SET TASK:
Rewrite the part of the article on outsourced workers' rights between "More interestingly, paragraph" and "meaning and scope.", inclusive, substituting "company owner" for "business operator".

TEXT EXCERPT:
%%

Equality for All? Landmark case reviews rights of outsourced workers
- Published: Sep 1, 2014 06:01
- Writer: Post Reporters | 1 viewed
In the past, some business operators opted to engage outsourcing companies to supply workers instead of directly hiring their own employees. As the outsourced workers were hired by the outsourcing company, there was no employment relationship between the business operator and the outsourced workers. This means operators were not obligated to care whether these outsourced workers were accorded sufficient rights and benefits under labour laws.
To deal with this problem and provide better protection to outsourced workers, in 2008 Section 11/1 was amended to the Labour Protection Act of 1998. Paragraph 1 of the new section stipulates outsourced workers are deemed employees of operators, in addition to the outsourcing company being a direct employer of these workers. Thus, business operators must ensure the outsourced workers are provided with minimum rights and benefits under the Labour Protection Act, including minimum wage, other statutory payments, and entitled leave.
More interestingly, paragraph 2 of Section 11/1 mandates the business operator shall arrange fair benefits and welfare without discrimination against the outsourced workers, who have the same job descriptions as directly hired employees. Given the opaque wording of "fair benefits and welfare without discrimination", there have been many arguments regarding its actual meaning and scope.
Some believe the outsourced workers are entitled to equal benefits and welfare as directly hired employees, while others hold that benefits and welfare can vary according to available justifications, such as experience, skills, and so on. Business operators who fail to comply with Section 11/1 are subject to a fine not exceeding 100,000 baht.

%%

RECORDS PROVIDED:
%%

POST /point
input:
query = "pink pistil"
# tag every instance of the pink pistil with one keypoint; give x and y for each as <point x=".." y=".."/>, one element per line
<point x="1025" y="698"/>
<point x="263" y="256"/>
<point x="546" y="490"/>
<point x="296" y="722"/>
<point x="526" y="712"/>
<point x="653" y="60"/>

%%

ANSWER BELOW:
More interestingly, paragraph 2 of Section 11/1 mandates the company owner shall arrange fair benefits and welfare without discrimination against the outsourced workers, who have the same job descriptions as directly hired employees. Given the opaque wording of "fair benefits and welfare without discrimination", there have been many arguments regarding its actual meaning and scope.